[Required action]: Write the records out again. Match them exactly.

(Referring expression pointing data)
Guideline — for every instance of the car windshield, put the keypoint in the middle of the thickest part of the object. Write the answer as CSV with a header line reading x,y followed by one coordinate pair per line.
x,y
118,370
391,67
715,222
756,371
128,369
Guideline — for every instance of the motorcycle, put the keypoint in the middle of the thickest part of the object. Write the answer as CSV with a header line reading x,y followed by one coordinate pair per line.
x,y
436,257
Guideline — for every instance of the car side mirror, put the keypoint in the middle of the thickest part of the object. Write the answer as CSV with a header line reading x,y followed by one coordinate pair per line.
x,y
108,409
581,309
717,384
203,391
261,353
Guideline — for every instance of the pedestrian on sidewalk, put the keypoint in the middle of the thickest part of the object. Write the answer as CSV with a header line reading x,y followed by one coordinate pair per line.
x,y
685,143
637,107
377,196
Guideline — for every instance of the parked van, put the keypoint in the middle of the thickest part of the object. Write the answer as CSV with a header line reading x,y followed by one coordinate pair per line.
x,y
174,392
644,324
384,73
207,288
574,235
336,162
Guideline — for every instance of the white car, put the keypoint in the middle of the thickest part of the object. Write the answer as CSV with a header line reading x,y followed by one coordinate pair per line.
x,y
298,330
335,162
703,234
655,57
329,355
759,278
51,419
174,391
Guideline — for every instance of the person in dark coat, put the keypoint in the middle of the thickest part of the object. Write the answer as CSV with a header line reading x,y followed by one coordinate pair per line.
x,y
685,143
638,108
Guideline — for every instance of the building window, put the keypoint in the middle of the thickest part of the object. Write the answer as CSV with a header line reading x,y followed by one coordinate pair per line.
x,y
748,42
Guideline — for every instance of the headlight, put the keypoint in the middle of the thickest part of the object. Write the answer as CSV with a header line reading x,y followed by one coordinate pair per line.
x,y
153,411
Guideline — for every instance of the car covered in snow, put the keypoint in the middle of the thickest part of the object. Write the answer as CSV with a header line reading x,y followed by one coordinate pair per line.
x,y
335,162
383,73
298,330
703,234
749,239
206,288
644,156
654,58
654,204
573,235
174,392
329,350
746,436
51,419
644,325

[Solution to the exercise]:
Guideline — for every instance of the car windshield, put the keypoint in the middle of the thickest part of the object. Write the answer as CSV with a header line reading x,y followed by one coordinate pair per line.
x,y
118,370
391,67
715,222
756,371
128,369
Guideline — for every instance of the motorcycle, put the keypoint in the middle of the thickest part of the object. Write the answer as CSV with a header line reading x,y followed by one coordinate pair per line.
x,y
436,257
Guideline — for every instance of the car side mirror, put the keypoint in the middle of the thickest part of the object. Write the answer as CSV with a header line reading x,y followed by one coordinate pair per line.
x,y
108,409
581,309
717,384
203,391
261,353
Guideline — for every instance of the pedestrian on sidewalk, put the keypoint in the middle of the thickest part of the object. Write the answer as CSV with a header line reading x,y followed by one coordinate pair per line.
x,y
685,143
637,107
377,196
Guideline — for every instance of the parked van, put the keypoint in the middle of the thickest part of the object. Write the answer as CSV with a header line reading x,y followed by one coordinate pair per line.
x,y
174,392
644,324
384,73
207,288
574,235
336,162
Guideline — for every instance of the white car, put the keypoint in the middle of the thickest part of the object. Write the answer as CSV with a header line reading x,y followed by one coordinate pair per line.
x,y
298,330
335,162
703,234
655,57
329,355
759,278
51,419
174,391
Guideline — for every instance of the person in dark coat, put the keypoint in the middle of the thickest part of the object. Write the answer as CSV with a header line reading x,y followed by one coordinate pair per line.
x,y
685,143
638,108
Guideline — for every instance of the building window, put the keypoint in the middle of the thickest part of the object. Write the answer as CSV with a header line reading x,y followed by one coordinate pair per line.
x,y
748,42
Guideline — for every instance of the headlight, put the keypoint in the middle of the thickest part of the object. Write the answer as CSV with a header line reading x,y followed by one coordinate pair per line.
x,y
153,411
Guideline — for every instance of the car covered in snow, put the keypoint in the middle of the thickest part of the object. Write the answer as CSV with a header line reading x,y followed by one coordinate pair per line.
x,y
335,162
383,73
298,330
703,234
749,239
206,288
644,156
654,58
654,204
573,235
174,392
329,350
746,436
51,419
644,325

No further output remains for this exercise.